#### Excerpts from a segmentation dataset
╔══
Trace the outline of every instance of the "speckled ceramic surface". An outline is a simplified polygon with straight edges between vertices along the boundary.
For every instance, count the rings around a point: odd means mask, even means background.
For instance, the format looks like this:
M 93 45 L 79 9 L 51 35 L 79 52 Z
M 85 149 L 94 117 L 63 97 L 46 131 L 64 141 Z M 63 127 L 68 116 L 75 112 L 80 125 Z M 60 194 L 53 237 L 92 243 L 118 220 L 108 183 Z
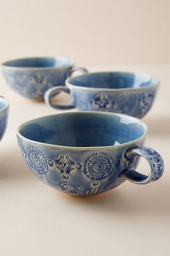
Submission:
╚══
Change "boundary" to "perimeter" wherever it occurs in the material and reproduce the material with everything else left as it is. Leave the pictures out of your answer.

Trace the outline of every instance of the "speckled ceramic surface". An outline is a simplified polygon with straight edges between vertices along the perimeter.
For every instance, count the rings around a point: odd means mask, even means background.
For instance, the format looks like this:
M 93 45 L 79 9 L 51 35 L 79 52 Z
M 85 149 L 94 117 L 63 97 L 46 131 L 64 141 Z M 63 127 L 68 116 L 75 112 L 80 125 Z M 60 194 L 53 237 L 92 243 L 118 220 L 108 183 Z
Submission:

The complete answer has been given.